* **EXERCISE OBJECTIVE**: Turn the rows from the line containing "Q: Point out every instance of the man in" through the line containing "x=383 y=110" into a numbered list, with blank lines omitted. Include only those lines.

* **Pointing entries for named objects**:

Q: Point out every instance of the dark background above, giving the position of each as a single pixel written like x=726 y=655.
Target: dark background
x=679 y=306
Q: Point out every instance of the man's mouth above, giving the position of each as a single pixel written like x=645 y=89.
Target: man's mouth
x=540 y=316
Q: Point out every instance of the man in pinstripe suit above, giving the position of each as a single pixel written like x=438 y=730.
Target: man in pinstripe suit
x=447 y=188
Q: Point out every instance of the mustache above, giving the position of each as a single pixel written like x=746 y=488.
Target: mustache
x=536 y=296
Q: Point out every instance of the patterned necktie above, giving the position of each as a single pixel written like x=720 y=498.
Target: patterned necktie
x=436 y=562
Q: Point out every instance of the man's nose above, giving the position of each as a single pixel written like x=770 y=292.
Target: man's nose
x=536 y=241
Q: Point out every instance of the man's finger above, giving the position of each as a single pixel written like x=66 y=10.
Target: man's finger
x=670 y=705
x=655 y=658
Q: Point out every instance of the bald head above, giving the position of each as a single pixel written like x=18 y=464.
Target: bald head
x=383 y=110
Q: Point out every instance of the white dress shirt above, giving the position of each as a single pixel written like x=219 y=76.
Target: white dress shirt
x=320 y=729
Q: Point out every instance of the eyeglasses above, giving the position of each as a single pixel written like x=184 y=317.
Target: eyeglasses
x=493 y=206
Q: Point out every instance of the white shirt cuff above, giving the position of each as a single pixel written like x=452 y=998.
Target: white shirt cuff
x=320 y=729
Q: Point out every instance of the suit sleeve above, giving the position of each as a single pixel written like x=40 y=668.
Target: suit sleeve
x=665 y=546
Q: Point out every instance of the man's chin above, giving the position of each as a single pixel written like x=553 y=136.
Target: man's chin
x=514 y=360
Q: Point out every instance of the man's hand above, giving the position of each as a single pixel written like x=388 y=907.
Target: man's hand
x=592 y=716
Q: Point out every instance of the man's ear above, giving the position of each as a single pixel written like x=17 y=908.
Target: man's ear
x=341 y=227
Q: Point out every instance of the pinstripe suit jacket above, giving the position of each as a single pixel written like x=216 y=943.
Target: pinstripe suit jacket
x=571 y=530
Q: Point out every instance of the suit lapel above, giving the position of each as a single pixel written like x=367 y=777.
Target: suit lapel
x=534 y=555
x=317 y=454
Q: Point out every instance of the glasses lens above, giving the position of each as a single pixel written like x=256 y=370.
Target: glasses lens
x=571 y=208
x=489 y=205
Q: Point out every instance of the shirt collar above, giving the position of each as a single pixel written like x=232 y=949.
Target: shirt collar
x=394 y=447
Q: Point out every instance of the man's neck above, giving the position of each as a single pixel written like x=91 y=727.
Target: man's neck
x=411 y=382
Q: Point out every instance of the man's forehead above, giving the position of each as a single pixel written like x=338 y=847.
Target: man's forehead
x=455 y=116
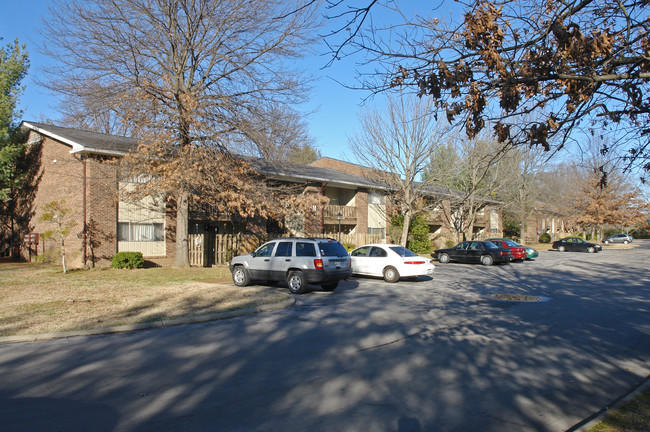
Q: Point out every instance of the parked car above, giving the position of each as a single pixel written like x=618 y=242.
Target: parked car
x=618 y=238
x=484 y=252
x=389 y=261
x=576 y=244
x=518 y=251
x=530 y=252
x=298 y=261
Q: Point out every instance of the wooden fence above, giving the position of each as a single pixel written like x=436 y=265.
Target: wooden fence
x=205 y=251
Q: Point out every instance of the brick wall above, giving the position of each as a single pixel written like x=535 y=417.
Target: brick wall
x=101 y=213
x=61 y=180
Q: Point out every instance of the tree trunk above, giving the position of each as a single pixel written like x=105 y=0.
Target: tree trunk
x=182 y=212
x=405 y=229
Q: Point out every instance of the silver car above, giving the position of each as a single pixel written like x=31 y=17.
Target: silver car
x=618 y=238
x=298 y=261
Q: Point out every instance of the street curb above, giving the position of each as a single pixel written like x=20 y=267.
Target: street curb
x=598 y=417
x=149 y=325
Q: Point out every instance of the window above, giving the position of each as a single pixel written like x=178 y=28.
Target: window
x=305 y=249
x=376 y=198
x=362 y=251
x=284 y=249
x=140 y=232
x=265 y=250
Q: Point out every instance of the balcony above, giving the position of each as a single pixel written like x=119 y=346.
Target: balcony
x=348 y=215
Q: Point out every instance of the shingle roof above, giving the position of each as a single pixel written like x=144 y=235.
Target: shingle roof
x=85 y=141
x=310 y=173
x=98 y=143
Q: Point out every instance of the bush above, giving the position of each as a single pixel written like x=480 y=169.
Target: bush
x=418 y=239
x=127 y=260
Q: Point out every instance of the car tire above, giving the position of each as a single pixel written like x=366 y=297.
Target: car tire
x=330 y=286
x=240 y=276
x=296 y=282
x=391 y=274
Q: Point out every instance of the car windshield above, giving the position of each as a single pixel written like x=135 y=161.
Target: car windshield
x=402 y=251
x=332 y=248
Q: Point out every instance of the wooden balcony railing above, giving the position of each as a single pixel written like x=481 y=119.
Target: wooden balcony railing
x=348 y=214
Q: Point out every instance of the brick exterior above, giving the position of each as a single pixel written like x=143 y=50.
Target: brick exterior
x=88 y=184
x=101 y=209
x=361 y=202
x=61 y=179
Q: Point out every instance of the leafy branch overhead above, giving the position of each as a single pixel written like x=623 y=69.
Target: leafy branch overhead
x=576 y=65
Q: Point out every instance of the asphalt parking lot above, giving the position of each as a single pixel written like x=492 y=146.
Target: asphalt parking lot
x=437 y=354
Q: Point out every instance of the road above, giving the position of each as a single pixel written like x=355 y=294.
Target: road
x=430 y=355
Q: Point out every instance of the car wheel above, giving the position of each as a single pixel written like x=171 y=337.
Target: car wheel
x=296 y=282
x=240 y=276
x=330 y=286
x=487 y=260
x=391 y=274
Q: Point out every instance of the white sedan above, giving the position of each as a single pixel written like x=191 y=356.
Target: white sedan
x=389 y=261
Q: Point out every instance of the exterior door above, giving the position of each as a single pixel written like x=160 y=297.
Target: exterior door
x=260 y=265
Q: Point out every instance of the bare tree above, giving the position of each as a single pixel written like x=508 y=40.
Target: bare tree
x=471 y=171
x=581 y=66
x=604 y=195
x=396 y=145
x=283 y=137
x=522 y=190
x=185 y=76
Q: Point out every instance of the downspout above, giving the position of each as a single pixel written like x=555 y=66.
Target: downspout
x=83 y=206
x=322 y=209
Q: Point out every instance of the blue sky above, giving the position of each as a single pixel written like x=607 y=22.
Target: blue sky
x=335 y=107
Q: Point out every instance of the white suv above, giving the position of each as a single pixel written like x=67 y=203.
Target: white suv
x=298 y=261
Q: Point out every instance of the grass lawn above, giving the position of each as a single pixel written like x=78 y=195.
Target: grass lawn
x=634 y=415
x=38 y=298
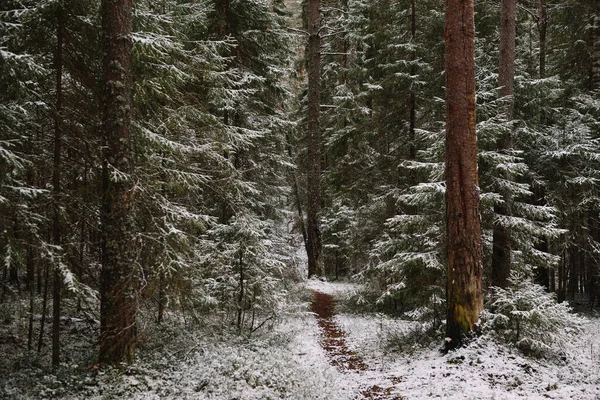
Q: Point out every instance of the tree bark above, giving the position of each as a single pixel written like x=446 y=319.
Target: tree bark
x=313 y=243
x=118 y=304
x=501 y=250
x=465 y=266
x=56 y=189
x=413 y=72
x=596 y=49
x=542 y=30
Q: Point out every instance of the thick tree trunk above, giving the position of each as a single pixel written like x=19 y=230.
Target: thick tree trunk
x=56 y=190
x=118 y=304
x=501 y=251
x=313 y=242
x=465 y=267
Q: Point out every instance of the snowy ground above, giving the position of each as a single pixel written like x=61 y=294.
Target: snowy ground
x=287 y=362
x=484 y=370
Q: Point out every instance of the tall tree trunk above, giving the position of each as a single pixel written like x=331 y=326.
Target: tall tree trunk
x=56 y=190
x=30 y=265
x=118 y=303
x=501 y=251
x=542 y=22
x=313 y=243
x=465 y=265
x=596 y=49
x=413 y=72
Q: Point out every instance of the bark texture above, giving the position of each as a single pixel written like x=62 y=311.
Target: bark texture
x=117 y=282
x=465 y=268
x=56 y=189
x=501 y=251
x=596 y=49
x=313 y=243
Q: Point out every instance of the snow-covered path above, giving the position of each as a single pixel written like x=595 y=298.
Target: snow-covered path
x=483 y=370
x=334 y=343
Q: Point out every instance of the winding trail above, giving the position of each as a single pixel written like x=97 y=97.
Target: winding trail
x=333 y=341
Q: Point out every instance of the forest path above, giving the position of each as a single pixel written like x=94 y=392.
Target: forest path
x=334 y=343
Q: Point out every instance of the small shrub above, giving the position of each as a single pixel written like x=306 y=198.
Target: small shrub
x=530 y=317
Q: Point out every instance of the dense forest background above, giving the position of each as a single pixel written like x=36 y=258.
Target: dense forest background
x=226 y=158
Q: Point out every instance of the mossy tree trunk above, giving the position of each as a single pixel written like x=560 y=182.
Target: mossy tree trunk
x=465 y=266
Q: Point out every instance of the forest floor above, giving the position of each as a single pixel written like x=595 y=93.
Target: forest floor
x=318 y=349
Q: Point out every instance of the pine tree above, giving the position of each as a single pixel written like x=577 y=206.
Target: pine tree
x=118 y=280
x=465 y=269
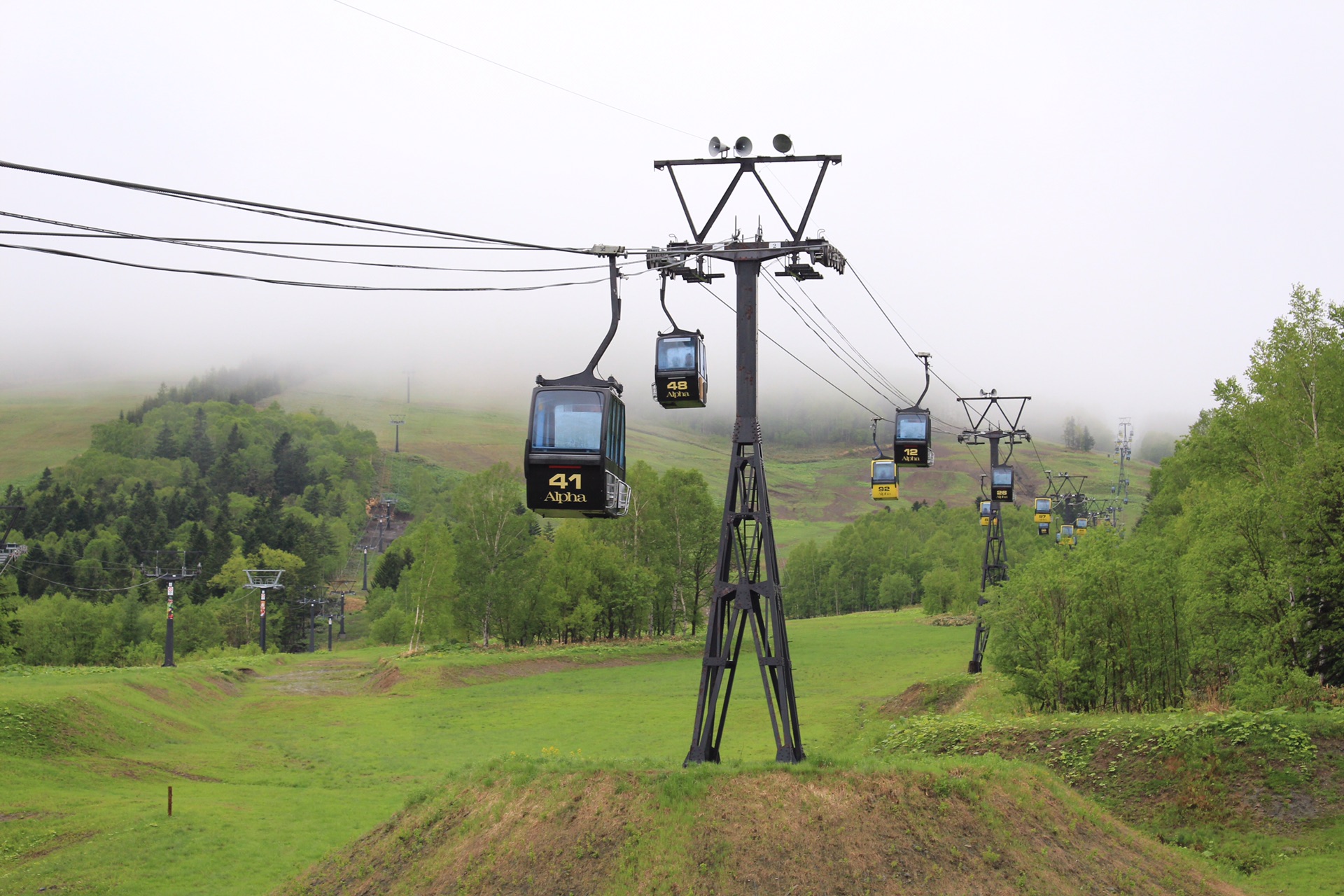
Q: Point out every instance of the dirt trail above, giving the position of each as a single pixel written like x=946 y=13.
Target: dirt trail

* **OUTPUT FOR THIS EXERCISE**:
1. Q: Point out every instance of the man in pinstripe suit above, giving the position of each as a single pixel written like x=438 y=730.
2. Target: man in pinstripe suit
3. x=447 y=188
4. Q: Point out every instance of the mustache above, giving the position of each as a single pixel written like x=746 y=488.
5. Target: mustache
6. x=536 y=296
7. Q: Point out every instance of the patterned necktie above, giving the position of each as a single pixel written like x=720 y=498.
8. Target: patterned necktie
9. x=436 y=562
10. Q: Point out every instance of the man's nose above, giving the position of each as a single pixel written like x=770 y=292.
11. Target: man's nose
12. x=536 y=241
13. Q: Point out every instance of the man's finger above, giving the position of each as a single pixel written like x=66 y=10.
14. Target: man's finger
15. x=670 y=705
16. x=655 y=658
17. Q: Point out every instance of the bald head above, giving the position of each as a single pixel written like x=18 y=464.
18. Target: bald head
19. x=383 y=110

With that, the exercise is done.